(TEXT EXTRACT)
* * *

74 – Crafting New Parables from Today’s World

74 – Crafting New Parables from Today’s World

A weekly blog of Creative Ideas for Leading Worship


Crafting New Parables from Today’s World


Becoming Modern Prophets



Click for audio narration

Jesus didn’t teach with abstract theories. He told stories. Stories about farmers, weddings, money, neighbours, seeds, labourers, and people making a mess of things.

They were simple on the surface, but sharp underneath.

They slipped past defences and opened up questions about God, justice, mercy, pride, fear, generosity, and the upside-down values of God’s kingdom.

What might it look like to invite a congregation not just to hear parables, but to create them?

 

The Idea

Give small groups a contemporary issue, social tension, or ordinary modern-day situation, and ask them to shape it into a short parable-like story. Not an essay. Not a debate. A story. Something brief, vivid, and suggestive. Something that holds up a mirror. Something that leaves people thinking.

You might give out prompts such as these:

  • A landlord raises rents while leaving homes cold and mouldy.
  • A supermarket throws away food while families go hungry.

* * *

(PROVIDED MATERIAL)
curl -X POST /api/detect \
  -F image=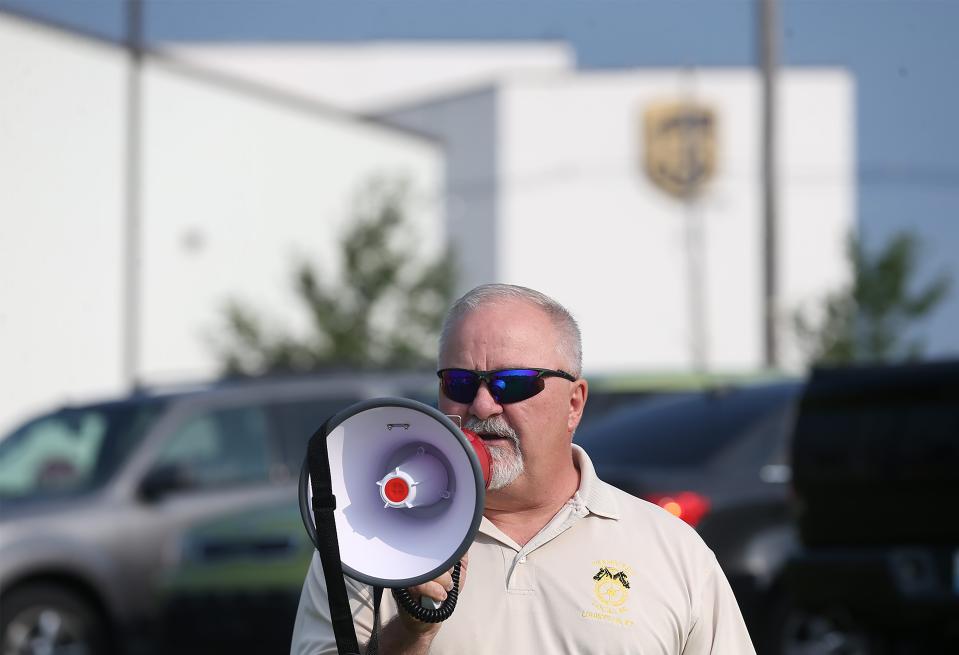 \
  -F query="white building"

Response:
[0,14,445,431]
[378,69,856,372]
[0,16,856,427]
[175,42,856,372]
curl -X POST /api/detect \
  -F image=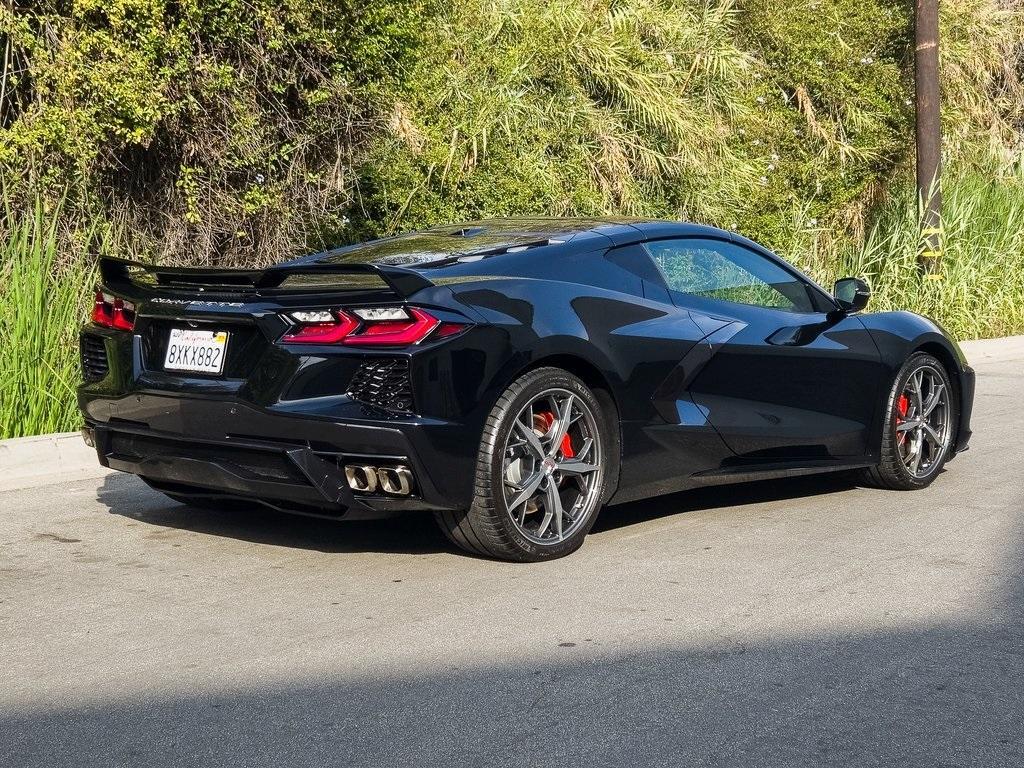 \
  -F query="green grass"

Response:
[782,170,1024,340]
[0,203,94,438]
[0,170,1024,438]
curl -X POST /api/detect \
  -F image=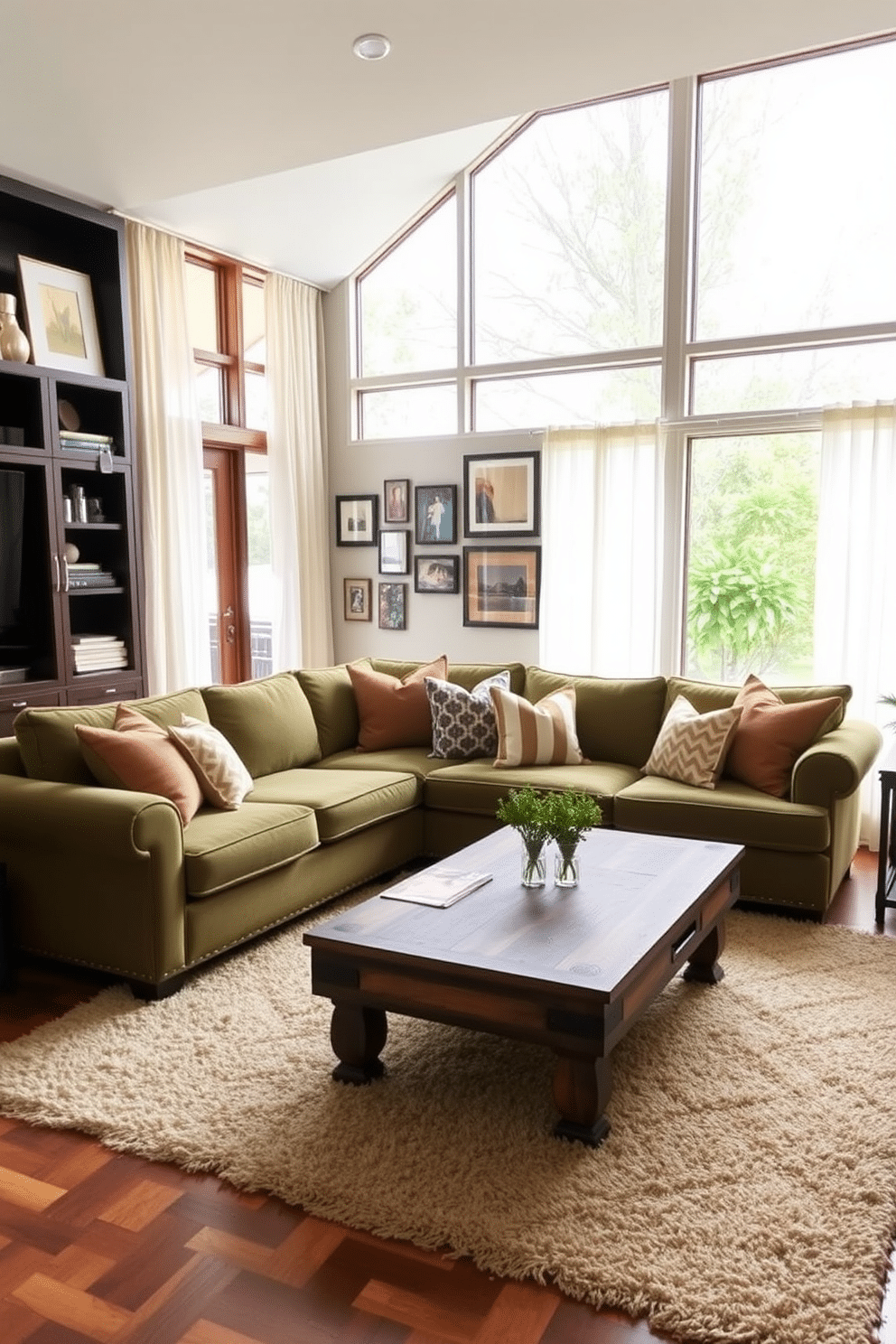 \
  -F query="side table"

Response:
[874,744,896,925]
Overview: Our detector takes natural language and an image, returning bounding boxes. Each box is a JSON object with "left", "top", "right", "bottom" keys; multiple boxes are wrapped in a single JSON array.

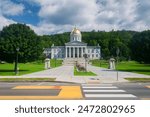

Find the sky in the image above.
[{"left": 0, "top": 0, "right": 150, "bottom": 35}]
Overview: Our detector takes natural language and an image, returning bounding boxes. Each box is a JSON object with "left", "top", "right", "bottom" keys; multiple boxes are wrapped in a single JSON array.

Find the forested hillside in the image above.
[{"left": 0, "top": 24, "right": 150, "bottom": 63}]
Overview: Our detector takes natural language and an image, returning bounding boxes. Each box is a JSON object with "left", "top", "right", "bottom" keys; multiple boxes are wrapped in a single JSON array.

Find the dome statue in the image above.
[{"left": 70, "top": 27, "right": 81, "bottom": 42}]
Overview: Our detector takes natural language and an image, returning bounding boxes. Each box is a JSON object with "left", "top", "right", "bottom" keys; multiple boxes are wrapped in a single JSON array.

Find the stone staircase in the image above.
[{"left": 63, "top": 58, "right": 85, "bottom": 66}]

* * *

(WORK TO BE COMPLETED) Continue the worship blog post on crafting new parables from the point where it stops. The material that comes after the blog post is separate from it.

(ANSWER TO THIS EXERCISE)
  • A teenager gets hundreds of online followers but feels completely alone.
  • A refugee family arrives in a town where people are polite but distant.
  • A company talks about sustainability while exploiting workers overseas.
  • A church says “all are welcome” but resists changing anything that would make that true.

Allow each group 10 minutes to create a short story that hints at a spiritual truth or moral dilemma. Encourage them to keep it grounded and concrete. Real people. Real choices. Real consequences. The best parables don’t explain everything. They provoke. They unsettle. They invite reflection.

This can work well in worship because it moves people from passive listening to active discernment. Instead of being told what a text means, they begin wrestling with how faith speaks into the world we live in. They become interpreters. Truth-tellers. In a modest but real sense, prophets.

You don’t need elaborate resources. Just some news headlines or scenario cards, plus paper and pens. After the groups have written their parables, invite them to read the parables aloud. That reading aloud matters. It gives dignity to the work and lets the congregation hear how many different angles people bring to the same challenge.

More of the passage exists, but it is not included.